╭─ DATA FOR ANALYSIS

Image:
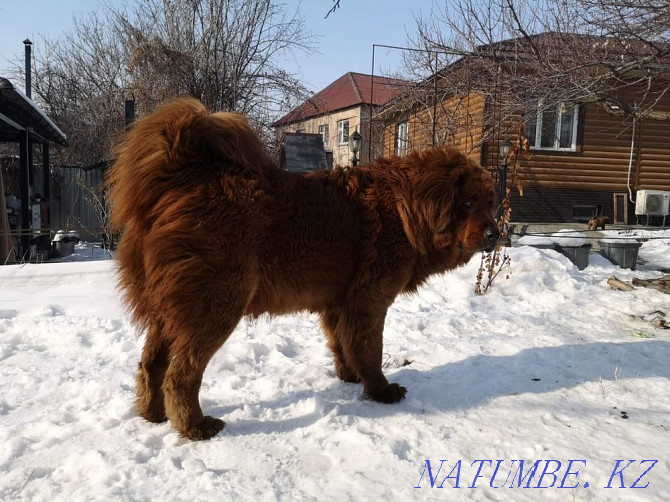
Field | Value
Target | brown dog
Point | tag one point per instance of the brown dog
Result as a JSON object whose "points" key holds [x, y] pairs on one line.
{"points": [[599, 221], [214, 231]]}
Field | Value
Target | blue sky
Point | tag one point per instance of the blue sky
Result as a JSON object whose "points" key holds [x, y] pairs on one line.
{"points": [[344, 40]]}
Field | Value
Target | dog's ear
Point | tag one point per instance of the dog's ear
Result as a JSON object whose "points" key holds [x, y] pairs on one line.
{"points": [[426, 209]]}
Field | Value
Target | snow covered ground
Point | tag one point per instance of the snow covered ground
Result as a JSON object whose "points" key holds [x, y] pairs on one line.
{"points": [[551, 367]]}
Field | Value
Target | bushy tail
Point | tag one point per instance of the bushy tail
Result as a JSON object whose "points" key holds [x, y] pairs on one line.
{"points": [[179, 145]]}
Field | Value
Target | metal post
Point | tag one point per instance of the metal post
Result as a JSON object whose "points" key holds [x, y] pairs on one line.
{"points": [[24, 179], [28, 50], [46, 172]]}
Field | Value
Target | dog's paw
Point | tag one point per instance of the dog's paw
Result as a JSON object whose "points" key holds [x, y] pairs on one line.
{"points": [[206, 429], [391, 394]]}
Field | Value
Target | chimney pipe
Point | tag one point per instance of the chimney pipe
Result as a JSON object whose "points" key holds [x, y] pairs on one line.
{"points": [[29, 46]]}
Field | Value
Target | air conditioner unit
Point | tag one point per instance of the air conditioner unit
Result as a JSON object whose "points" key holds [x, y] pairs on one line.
{"points": [[652, 203]]}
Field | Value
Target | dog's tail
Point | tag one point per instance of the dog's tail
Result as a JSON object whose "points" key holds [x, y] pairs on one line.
{"points": [[179, 146]]}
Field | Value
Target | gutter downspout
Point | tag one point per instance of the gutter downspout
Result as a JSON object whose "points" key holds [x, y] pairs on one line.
{"points": [[630, 160]]}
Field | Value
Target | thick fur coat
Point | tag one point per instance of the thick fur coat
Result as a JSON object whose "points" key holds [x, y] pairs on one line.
{"points": [[213, 230]]}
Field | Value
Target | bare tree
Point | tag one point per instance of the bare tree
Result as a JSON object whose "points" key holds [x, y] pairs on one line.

╰─

▶ _WHAT YOU HAVE TO DO_: In the copy, include no pictures, but repeat the listing exactly.

▶ _WRITTEN SOLUTION_:
Image:
Field | Value
Target | brown dog
Point | tag one point per instance of the brown dog
Result as a JSON object whose "points" key holds [x, y] pairs on one line.
{"points": [[599, 221], [214, 231]]}
Field | Value
Target | blue sky
Point | tag one point per instance of the blue sky
Result as a JSON object whose "points" key holds [x, y] pairs on one line.
{"points": [[344, 40]]}
Field | Value
Target | dog's ear
Point | tag one point per instance of the dog's ear
Result as a JSON object whose "points" key holds [x, y] pairs on one line.
{"points": [[426, 209]]}
Field | Value
Target | snow covered ground
Point | tag one point per instance of the snow covered ground
Result as a JSON object whose "points" key holds [x, y] pairs on one line.
{"points": [[551, 367]]}
Field | Value
Target | bushy tail
Point | tag one point per instance of the bushy tail
Result as a JSON object whose "points" key holds [x, y] pairs on one line.
{"points": [[179, 145]]}
Field | Value
Target | metal post
Point | tag one point per instance of the metal post
Result as a JSON object whose "points" key holds [x, y] pairs on one line.
{"points": [[24, 179], [28, 50], [46, 172]]}
Field | Value
Target | dog's paw
Point | tag one point per instance of the dog's paw
Result as a JSON object whose "points" key holds [x, y] pairs on one line.
{"points": [[206, 429], [391, 394]]}
Field | Value
Target | chimney pipe
Point | tag one point per instance of the chimney pipe
Result as a JSON object whose "points" key holds [x, y] pairs on one line.
{"points": [[29, 46]]}
Field | Value
Target | air conditioner unit
Point | tag one point per instance of the air conditioner unit
Result as a JSON object whose "points" key holds [x, y] pairs on one line.
{"points": [[652, 203]]}
Field | Value
Target | dog's tail
Point | tag one point per instance of the dog's tail
Result as a JSON object whose "points" key holds [x, y] pairs on one line.
{"points": [[179, 146]]}
Field | Value
Target | gutter downspout
Point | tag one point per instance of the gutter downspout
Result as a JSON object whose "points" key holds [x, y] pairs on one line.
{"points": [[630, 160]]}
Field | Value
Target | thick fur coat
Point | tag one point per instance of the thick fur coat
Result as a JSON object whose "points" key holds [x, y] pairs on one line.
{"points": [[213, 230]]}
Field | Value
Target | bare tree
Point | tag one point per instance of the bare tree
Result as a JSON object whose "points" key holds [x, y] pairs on one line.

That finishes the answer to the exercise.